> Alıntı
--
Öte yandan, bu düzenlemeyle aslında kentler köyleştirilecektir. Düşünün, Fethiye'nin Çobanisa köyünün Muğla'ya uzaklığı 220 kilometredir. Muğla büyükşehir belediyesi hizmeti nasıl götürecektir buraya? Dolayısıyla Çobanisa köyünde hizmet alamayan, devlete, belediyeye sesini duyuramayan insanlar büyük kentlere göç etmek zorunda kalacaklardır ve büyük kentler köyleşecek, düzensizleşecek, yapılaşmada büyük sorunlar yaşanacak, her şeyden öte, bu şişme sosyal sorunları da beraberinde getirecektir.
--
> Veri satırları

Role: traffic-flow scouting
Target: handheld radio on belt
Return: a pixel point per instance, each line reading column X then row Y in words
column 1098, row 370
--
> Görevler
1. Alıntıya göre Fethiye'nin Çobanisa köyü Muğla'ya kaç kilometre uzaklıktadır?
2. Alıntıda "Öte yandan, bu" sözlerinden "da beraberinde getirecektir." sözlerine kadar olan her şeyi aynen kopyalayın.
Bu satırlar başka bir kaynaktan alınmıştır.

> Beklenen yanıtlar
1. 220 kilometre.

2.
Öte yandan, bu düzenlemeyle aslında kentler köyleştirilecektir. Düşünün, Fethiye'nin Çobanisa köyünün Muğla'ya uzaklığı 220 kilometredir. Muğla büyükşehir belediyesi hizmeti nasıl götürecektir buraya? Dolayısıyla Çobanisa köyünde hizmet alamayan, devlete, belediyeye sesini duyuramayan insanlar büyük kentlere göç etmek zorunda kalacaklardır ve büyük kentler köyleşecek, düzensizleşecek, yapılaşmada büyük sorunlar yaşanacak, her şeyden öte, bu şişme sosyal sorunları da beraberinde getirecektir.